---------- Input data ----------
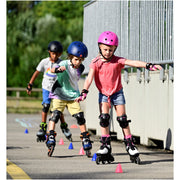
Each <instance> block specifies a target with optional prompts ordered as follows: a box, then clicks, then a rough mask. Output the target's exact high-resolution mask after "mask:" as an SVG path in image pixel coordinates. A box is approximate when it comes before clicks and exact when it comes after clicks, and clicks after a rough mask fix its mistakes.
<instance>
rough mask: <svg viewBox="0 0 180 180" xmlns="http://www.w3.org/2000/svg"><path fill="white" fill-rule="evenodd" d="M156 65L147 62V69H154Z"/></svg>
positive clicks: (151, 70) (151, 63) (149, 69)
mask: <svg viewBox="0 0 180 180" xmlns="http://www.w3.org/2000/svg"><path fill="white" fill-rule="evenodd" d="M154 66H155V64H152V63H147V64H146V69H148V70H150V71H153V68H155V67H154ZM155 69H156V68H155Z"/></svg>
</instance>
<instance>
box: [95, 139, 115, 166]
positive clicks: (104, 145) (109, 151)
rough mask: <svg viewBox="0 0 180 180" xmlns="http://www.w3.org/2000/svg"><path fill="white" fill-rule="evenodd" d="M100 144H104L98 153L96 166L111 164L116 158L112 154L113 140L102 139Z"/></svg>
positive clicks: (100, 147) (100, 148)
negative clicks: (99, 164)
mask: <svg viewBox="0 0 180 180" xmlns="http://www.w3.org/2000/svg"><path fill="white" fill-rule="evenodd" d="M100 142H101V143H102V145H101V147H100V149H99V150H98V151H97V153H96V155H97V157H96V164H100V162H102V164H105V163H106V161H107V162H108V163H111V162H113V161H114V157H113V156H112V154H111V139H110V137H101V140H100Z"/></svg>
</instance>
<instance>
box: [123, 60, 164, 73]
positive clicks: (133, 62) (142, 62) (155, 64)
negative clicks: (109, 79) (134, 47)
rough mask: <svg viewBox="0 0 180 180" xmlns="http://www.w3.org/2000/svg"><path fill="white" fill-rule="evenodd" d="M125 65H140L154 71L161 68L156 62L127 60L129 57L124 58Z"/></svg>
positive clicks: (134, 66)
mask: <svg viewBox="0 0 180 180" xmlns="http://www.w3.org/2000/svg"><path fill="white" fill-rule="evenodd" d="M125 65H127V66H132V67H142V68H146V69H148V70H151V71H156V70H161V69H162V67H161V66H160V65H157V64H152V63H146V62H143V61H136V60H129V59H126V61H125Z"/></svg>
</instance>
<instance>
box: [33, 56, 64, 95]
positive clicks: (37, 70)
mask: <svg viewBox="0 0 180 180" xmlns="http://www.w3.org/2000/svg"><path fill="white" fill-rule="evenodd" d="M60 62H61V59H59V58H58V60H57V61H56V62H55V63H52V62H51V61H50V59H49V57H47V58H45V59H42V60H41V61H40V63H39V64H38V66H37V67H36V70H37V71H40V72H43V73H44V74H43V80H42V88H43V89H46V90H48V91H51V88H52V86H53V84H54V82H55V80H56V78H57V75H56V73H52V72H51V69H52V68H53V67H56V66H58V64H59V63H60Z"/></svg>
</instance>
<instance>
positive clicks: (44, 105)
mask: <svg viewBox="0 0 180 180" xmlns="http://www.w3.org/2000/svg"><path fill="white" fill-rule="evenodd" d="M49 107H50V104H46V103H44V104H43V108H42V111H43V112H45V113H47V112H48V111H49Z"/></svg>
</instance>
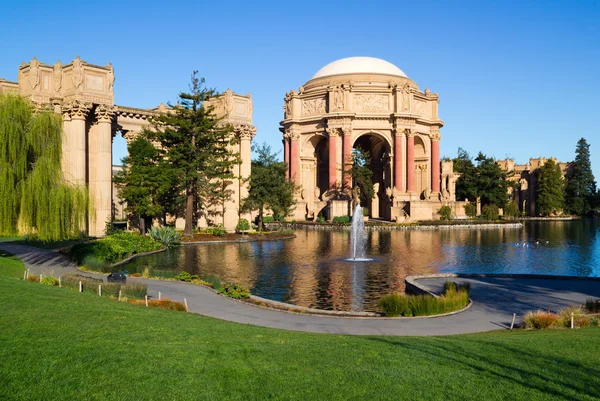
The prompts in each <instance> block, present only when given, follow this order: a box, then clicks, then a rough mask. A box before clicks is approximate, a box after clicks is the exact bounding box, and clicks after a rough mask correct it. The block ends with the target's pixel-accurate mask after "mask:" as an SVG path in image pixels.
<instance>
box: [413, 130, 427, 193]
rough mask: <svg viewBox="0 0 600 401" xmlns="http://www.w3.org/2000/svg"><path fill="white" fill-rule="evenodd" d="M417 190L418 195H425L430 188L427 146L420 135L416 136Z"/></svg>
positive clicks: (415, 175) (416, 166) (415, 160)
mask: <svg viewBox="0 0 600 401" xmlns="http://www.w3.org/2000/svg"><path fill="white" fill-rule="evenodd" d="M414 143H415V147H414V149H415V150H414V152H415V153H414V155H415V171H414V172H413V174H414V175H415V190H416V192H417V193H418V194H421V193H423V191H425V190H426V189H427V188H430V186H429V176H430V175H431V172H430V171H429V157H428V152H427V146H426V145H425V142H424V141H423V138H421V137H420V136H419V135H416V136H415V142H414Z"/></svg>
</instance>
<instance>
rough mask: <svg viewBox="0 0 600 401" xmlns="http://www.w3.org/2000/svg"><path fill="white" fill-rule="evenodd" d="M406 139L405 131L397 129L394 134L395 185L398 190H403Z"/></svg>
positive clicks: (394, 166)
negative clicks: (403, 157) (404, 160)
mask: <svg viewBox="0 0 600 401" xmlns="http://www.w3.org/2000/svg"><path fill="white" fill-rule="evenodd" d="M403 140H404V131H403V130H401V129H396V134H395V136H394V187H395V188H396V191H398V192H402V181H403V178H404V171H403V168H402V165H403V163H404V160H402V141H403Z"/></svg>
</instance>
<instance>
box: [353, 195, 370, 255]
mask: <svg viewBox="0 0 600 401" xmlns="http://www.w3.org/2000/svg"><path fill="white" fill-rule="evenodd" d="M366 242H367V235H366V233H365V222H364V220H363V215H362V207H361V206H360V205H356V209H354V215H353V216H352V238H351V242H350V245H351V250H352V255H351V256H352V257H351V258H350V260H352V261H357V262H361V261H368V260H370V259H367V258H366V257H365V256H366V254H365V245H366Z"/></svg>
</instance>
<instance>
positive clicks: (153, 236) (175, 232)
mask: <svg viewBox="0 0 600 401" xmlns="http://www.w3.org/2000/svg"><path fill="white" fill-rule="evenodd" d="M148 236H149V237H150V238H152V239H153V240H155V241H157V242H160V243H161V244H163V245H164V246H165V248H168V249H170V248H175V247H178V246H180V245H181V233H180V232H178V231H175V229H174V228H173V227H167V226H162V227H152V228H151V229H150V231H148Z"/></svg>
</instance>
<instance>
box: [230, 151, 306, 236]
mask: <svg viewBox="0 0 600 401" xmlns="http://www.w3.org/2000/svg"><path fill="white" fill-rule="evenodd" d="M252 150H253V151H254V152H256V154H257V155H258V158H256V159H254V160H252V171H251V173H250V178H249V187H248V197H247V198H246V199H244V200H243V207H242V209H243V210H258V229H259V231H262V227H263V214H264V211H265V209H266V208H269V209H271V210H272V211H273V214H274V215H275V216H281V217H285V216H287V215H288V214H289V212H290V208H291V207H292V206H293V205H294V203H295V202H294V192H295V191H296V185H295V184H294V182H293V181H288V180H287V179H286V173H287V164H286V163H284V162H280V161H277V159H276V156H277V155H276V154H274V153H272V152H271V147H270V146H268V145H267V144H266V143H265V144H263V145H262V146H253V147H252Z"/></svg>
----------
---------- Input data ----------
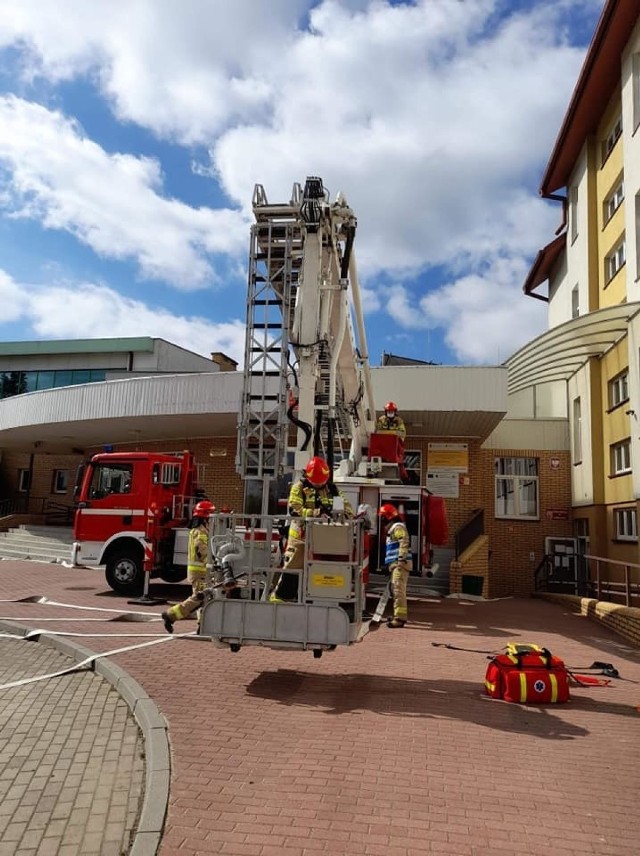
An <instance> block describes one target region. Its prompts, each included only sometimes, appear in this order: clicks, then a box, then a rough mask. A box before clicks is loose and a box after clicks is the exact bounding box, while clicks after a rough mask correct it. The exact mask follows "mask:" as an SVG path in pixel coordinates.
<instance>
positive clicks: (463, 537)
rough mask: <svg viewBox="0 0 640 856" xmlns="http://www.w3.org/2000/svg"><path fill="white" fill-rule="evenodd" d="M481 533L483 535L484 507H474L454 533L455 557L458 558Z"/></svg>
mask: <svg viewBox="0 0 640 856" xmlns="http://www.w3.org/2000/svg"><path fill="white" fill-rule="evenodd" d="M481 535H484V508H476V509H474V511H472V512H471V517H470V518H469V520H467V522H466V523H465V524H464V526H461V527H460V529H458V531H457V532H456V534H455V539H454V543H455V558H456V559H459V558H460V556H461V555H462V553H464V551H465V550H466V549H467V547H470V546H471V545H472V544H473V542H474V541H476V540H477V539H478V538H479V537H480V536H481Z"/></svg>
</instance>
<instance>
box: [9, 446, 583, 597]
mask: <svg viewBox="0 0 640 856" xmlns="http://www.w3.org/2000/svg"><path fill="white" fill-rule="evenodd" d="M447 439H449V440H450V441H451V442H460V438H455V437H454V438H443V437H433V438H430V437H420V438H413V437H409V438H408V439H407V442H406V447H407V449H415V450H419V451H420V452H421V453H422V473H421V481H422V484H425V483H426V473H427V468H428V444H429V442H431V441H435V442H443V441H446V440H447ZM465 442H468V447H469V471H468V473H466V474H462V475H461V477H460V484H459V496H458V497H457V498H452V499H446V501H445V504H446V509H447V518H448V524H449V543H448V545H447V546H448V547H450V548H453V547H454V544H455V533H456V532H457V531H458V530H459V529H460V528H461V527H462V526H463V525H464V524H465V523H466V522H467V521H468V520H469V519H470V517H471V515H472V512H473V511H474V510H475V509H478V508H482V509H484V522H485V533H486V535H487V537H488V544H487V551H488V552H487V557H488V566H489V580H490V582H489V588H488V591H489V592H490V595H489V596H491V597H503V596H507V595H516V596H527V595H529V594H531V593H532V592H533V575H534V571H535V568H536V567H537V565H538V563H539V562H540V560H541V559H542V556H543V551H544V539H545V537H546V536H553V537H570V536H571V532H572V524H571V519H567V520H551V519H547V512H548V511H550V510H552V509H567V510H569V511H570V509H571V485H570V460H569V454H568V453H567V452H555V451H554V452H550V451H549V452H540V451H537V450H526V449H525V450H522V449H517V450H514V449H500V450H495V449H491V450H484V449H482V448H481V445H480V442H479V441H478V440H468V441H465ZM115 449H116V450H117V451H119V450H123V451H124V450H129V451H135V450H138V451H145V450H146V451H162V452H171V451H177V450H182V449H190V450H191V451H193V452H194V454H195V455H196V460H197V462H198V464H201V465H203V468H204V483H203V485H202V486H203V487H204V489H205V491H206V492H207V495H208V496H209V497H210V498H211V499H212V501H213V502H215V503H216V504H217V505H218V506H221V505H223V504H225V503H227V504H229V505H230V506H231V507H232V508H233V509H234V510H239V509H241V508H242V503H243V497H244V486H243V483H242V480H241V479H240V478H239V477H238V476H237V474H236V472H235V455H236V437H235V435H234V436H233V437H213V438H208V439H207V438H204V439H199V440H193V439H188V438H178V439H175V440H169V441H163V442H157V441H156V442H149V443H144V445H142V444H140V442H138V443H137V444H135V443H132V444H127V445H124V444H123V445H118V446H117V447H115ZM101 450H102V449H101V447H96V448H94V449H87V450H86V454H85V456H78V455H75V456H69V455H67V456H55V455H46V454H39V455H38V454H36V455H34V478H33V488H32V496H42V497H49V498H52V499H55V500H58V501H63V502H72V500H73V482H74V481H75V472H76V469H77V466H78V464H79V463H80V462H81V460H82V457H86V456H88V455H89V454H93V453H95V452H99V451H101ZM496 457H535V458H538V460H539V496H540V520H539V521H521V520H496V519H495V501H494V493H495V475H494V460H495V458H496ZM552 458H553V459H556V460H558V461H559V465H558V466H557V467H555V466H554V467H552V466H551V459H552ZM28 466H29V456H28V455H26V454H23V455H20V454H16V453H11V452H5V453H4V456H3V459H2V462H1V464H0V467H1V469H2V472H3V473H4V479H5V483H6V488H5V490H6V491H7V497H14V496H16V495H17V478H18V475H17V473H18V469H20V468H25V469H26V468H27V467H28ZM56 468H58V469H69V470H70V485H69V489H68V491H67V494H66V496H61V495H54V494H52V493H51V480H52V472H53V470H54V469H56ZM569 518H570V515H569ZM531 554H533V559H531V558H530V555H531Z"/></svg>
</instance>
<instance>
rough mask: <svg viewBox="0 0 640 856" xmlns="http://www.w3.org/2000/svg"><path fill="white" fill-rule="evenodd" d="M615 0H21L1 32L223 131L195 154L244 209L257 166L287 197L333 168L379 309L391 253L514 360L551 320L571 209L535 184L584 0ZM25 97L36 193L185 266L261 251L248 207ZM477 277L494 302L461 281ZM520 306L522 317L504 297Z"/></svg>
----------
---------- Input data ----------
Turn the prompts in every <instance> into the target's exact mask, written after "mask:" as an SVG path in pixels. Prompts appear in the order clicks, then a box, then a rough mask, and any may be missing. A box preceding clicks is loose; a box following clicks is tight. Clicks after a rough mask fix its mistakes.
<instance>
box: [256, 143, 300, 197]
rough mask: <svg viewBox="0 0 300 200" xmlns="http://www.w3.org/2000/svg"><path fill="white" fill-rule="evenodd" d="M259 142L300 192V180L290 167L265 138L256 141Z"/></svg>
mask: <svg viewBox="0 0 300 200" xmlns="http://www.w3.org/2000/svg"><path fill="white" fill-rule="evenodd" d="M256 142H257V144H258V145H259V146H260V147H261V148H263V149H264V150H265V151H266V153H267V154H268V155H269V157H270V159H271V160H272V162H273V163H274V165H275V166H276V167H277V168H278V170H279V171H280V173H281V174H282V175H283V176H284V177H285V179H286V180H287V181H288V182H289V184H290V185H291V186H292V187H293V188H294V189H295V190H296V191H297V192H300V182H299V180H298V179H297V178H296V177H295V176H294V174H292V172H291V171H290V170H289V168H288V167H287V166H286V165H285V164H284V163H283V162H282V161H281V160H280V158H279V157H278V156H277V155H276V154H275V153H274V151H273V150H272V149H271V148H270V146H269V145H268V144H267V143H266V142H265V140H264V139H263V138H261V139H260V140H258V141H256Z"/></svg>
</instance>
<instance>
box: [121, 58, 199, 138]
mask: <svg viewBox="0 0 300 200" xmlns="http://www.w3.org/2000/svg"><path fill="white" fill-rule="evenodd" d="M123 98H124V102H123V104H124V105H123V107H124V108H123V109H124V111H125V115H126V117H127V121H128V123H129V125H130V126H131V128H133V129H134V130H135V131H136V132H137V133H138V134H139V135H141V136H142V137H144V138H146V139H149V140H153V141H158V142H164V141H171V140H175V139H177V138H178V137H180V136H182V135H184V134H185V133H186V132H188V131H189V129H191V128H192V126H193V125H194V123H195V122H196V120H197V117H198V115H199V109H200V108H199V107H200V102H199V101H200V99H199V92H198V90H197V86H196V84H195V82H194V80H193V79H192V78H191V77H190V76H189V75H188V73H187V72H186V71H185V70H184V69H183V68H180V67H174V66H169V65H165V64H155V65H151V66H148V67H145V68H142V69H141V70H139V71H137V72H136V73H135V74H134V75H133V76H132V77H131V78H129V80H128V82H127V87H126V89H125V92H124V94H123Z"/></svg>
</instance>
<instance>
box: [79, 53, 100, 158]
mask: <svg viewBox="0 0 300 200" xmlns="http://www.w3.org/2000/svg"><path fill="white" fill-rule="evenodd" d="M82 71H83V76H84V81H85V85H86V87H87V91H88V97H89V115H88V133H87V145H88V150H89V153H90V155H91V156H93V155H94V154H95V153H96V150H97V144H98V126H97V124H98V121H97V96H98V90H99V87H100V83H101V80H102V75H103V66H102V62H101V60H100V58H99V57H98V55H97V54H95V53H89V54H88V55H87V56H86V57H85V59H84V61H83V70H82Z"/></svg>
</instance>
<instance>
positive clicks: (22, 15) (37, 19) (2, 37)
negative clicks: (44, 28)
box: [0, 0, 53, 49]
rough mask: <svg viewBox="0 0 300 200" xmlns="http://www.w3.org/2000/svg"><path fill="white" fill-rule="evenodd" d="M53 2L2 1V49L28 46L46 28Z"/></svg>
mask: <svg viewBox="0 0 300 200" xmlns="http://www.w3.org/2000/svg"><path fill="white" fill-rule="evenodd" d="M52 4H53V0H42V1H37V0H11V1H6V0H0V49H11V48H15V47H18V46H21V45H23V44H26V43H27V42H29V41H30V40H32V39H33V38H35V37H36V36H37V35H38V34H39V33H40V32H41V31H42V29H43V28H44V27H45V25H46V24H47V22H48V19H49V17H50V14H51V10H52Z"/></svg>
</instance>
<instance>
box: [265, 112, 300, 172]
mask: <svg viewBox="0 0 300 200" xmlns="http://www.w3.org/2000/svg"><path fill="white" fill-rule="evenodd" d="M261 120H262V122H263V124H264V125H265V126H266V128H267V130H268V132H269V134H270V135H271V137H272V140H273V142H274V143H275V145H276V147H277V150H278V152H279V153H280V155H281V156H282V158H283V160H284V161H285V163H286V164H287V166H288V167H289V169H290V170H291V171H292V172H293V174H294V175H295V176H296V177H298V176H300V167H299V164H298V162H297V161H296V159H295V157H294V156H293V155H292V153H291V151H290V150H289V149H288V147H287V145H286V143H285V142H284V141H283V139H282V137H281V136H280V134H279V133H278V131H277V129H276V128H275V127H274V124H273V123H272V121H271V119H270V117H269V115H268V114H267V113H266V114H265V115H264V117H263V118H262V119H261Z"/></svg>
----------
# Try it
Out of the data above, transcribe exactly and only the lines starting with the line that has "positive clicks: (100, 147) (100, 148)" and going on through the line that has "box: [33, 56, 64, 95]", both included.

# Solution to this task
positive clicks: (100, 147) (100, 148)
negative clicks: (99, 164)
mask: <svg viewBox="0 0 180 180" xmlns="http://www.w3.org/2000/svg"><path fill="white" fill-rule="evenodd" d="M100 142H101V143H102V145H101V147H100V149H99V150H98V151H97V153H96V155H97V157H96V164H100V162H102V164H105V163H106V161H107V162H108V163H111V162H113V161H114V157H113V156H112V154H111V139H110V137H101V140H100Z"/></svg>
</instance>
<instance>
box: [123, 60, 164, 73]
positive clicks: (133, 62) (142, 62) (155, 64)
negative clicks: (109, 79) (134, 47)
rough mask: <svg viewBox="0 0 180 180" xmlns="http://www.w3.org/2000/svg"><path fill="white" fill-rule="evenodd" d="M125 65H140L154 71L161 68L156 62L127 60L129 57L124 58Z"/></svg>
positive clicks: (134, 66)
mask: <svg viewBox="0 0 180 180" xmlns="http://www.w3.org/2000/svg"><path fill="white" fill-rule="evenodd" d="M125 65H127V66H132V67H142V68H146V69H148V70H151V71H156V70H161V69H162V67H161V66H160V65H157V64H152V63H146V62H143V61H136V60H129V59H126V61H125Z"/></svg>
</instance>
<instance>
box: [33, 56, 64, 95]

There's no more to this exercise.